- Tasks to carry out
a) Render this sentence from the note on Intel PCM's FREQ and AFREQ counters into Spanish: "An AFREQ of < 1.0 means that the chip is underclocking that core."
b) Proceed with the note on Intel PCM's FREQ and AFREQ counters, picking up right after its final sentence.

Start of Source excerpt

The documentation is uhm, what's on intel's (growing) blog post and responses:

https://software.intel.com/en-us/articles/intel-performance-counter-monitor-a-better-way-to-measure-cpu-utilization

Yes, we can / should add clearer documentation. I had to also go
hunting in the source to figure some of it out.

FREQ/AFREQ is just the current clock cycle counters / clock reference
counter (TSC).

Ie, a freq or afreq of 1.0 means the clock cycle counters == TSC counter.

FREQ takes the sleep state into account (ie, only counts _running_
cycles.) AFREQ doesn't. So FREQ gives you a good indication of the
running duty cycle versus the ideal maximum, and AFREQ tells you what
frequency the core is running at versus the reference frequency. An
AFREQ of < 1.0 means that the chip is underclocking that core. An
AFREQ of > 1.0 means turboboost is on and it's overclocking that core.

End of Source excerpt
Start of Recorded information

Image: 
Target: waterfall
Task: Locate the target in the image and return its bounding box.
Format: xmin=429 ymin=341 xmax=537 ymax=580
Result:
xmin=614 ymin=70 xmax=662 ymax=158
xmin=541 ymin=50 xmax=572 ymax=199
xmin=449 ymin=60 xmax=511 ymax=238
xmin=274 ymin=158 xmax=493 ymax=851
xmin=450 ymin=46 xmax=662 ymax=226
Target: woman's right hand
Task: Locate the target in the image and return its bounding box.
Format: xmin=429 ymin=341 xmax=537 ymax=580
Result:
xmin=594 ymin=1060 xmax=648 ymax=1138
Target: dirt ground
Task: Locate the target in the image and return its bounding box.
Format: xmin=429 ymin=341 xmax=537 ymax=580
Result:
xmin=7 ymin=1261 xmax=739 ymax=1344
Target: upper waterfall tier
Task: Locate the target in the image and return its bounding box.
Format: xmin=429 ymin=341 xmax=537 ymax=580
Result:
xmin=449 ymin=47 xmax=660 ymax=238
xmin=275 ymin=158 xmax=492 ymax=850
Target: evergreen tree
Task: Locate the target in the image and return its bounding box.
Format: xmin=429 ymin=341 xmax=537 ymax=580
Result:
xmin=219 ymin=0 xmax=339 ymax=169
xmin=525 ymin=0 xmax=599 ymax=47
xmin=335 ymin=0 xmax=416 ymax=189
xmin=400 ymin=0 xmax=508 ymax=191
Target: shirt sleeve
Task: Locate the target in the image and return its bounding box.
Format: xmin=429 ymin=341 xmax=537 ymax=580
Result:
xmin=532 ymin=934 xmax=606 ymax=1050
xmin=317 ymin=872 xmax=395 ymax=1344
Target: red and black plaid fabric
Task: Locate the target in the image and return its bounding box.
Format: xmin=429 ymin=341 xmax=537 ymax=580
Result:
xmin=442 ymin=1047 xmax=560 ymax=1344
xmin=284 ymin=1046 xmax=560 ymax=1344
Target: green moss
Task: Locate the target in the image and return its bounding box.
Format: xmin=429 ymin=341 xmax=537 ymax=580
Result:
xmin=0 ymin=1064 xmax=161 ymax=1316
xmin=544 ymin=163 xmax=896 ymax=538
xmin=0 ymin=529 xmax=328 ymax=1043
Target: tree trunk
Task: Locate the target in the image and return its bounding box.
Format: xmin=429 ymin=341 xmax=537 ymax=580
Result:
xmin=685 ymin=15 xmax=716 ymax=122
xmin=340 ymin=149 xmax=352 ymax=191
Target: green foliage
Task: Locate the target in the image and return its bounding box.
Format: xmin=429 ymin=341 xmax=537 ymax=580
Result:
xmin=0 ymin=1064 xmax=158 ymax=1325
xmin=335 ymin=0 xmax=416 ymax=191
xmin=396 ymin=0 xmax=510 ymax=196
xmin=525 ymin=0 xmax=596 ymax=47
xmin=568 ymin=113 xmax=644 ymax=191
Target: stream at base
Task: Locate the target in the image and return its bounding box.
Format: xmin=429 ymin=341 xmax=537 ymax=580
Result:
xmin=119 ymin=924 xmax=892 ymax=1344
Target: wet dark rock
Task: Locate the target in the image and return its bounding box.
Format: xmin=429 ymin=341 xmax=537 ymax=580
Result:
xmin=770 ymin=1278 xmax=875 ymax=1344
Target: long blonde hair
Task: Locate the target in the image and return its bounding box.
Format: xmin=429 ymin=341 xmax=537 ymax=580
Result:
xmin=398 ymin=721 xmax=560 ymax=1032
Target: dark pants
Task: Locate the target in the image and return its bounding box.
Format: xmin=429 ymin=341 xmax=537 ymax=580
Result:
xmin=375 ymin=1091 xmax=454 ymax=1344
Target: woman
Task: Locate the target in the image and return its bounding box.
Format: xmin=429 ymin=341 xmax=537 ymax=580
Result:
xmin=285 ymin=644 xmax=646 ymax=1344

End of Recorded information

- Answers to the exercises
a) Un AFREQ menor que 1.0 significa que el chip está reduciendo la frecuencia de ese núcleo.

b)
-a


On 11 May 2014 17:40, Kevin Oberman <rkober...@gmail.com> wrote:
> On Fri, May 9, 2014 at 1:36 PM, Adrian Chadd <adr...@freebsd.org> wrote:
>>
>> cool!
>>
>> next;
>>
>> # pkg install intel-pcm
>> # kldload cpuctl
>> # pcm.x 1
>>
>> See what it reports.
>
>
> OK. Any documentation on what this is supposed to tell me? Some of it makes
> perfect sense and some baffles me.
>
> I see C-states of C1 and C6 when on AC and C1, C3, and C7 when on battery
> (and, of course, C0). FREQ vs. AFREQ look interesting, but I'm not sure I
> really understand the implications. The last few lines, from " PHYSICAL CORE
> IPC", are particularly mysterious to me. I can understand the words, but I
> think that they carry more significance than is obvious, at least to me. I'm
> not a hardware guy.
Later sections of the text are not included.